28.  S.E. et S.G. firent une plainte contre cette ordonnance, qui fut rejetée par ordonnance du 8 septembre 2000 du procureur en chef dudit parquet.

29.  Par ordonnance du 31 octobre 2000, le parquet auprès du tribunal départemental de Bucarest informa la requérante de ce que les ordonnances antérieures avaient été infirmées et que le parquet avait décidé de continuer les poursuites.

II.  LE DROIT ET LA PRATIQUE INTERNES PERTINENTS

30.  Les dispositions légales et la jurisprudence internes pertinentes sont décrites dans l’arrêt Brumărescu c. Roumanie ([GC], no 28342/95, §§ 31-44, CEDH 1999-VII).

 

EN DROIT

I.  SUR LA RECEVABILITÉ

A.  Sur l’exception concernant la perte de la qualité de victime

31.  D’après le Gouvernement, l’existence du jugement définitif du 14 mai 1999 du tribunal départemental de Bucarest, confirmant une deuxième fois son droit de propriété sur l’immeuble, entraîne, pour la requérante, la perte de la qualité de victime, au sens de l’article 34 de la Convention.

Il estime que la question de savoir si un requérant peut se prétendre victime d’une violation de la Convention se pose à tous les stades de la procédure de l’examen de la requête et pas seulement lors de l’introduction de l’instance.

Enfin, il affirme que la réparation en droit interne est définitive et pour cette raison il demande à la Cour de rayer la requête du rôle.

32.  La requérante invite la Cour à poursuivre l’examen de l’affaire. Elle fait valoir que la violation des droits prévus par la Convention est irréversible à la suite de l’arrêt de la Cour suprême de Justice.

Exercice proposé 1:
Quelles dates complètes (jour, mois et année) l'extrait de l'arrêt cite-t-il ? Donnez-les toutes.
Exercice proposé 2:
Pouvez-vous poursuivre l'extrait de l'arrêt au-delà de son dernier paragraphe, celui où la requérante invite la Cour à poursuivre l'examen de l'affaire ?
Les données ci-dessous forment un ensemble indépendant de l'extrait.

Données enregistrées:

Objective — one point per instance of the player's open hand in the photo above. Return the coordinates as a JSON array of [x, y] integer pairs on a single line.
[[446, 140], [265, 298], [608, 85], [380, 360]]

Résultat attendu 1:
8 septembre 2000 ; 31 octobre 2000 ; 14 mai 1999

Résultat attendu 2:
Elle affirme qu’à la suite dudit arrêt, elle a été victime d’une violation de l’article 6 § 1 de la Convention quant au droit à un tribunal, et a été obligée d’engager ensuite d’autres actions devant les tribunaux internes.

La requérante estime que la restitution de l’immeuble n’entraîne pas la perte de sa qualité de victime, au sens de l’article 34 de la Convention, car à la suite de l’arrêt de la Cour suprême de justice, elle reste également victime d’une violation de l’article 1 du Protocole no 1 à la Convention. Le seul problème qui pourrait se poser, selon elle, serait le montant des dédommagements résultant de la violation de l’article 1, compte tenu de fait qu’elle a obtenu en 2001 la restitution de sa propriété.

Enfin, la requérante affirme qu’elle n’a été mise en possession de son immeuble que le 16 août 2001 car, même si elle était redevenue propriétaire légitime une deuxième fois, en vertu du jugement définitif du 14 mai 1999 du tribunal départemental de Bucarest, la mairie a conditionné la mise en possession au paiement du loyer de l’appartement qu’elle occupait en tant que locataire (voir paragraphe 25 ci-dessus).

33.  La Cour note qu’à la suite du jugement du 14 mai 1999 précité, la requérante s’est vu reconnaître pour la deuxième fois la qualité de propriétaire sur l’immeuble en cause (voir paragraphes 22-25 ci-dessus). Elle note aussi que la requérante a pris possession de son immeuble en vertu de la décision administrative du 16 août 2001 de la mairie de Bucarest (voir paragraphe 25 ci-dessus).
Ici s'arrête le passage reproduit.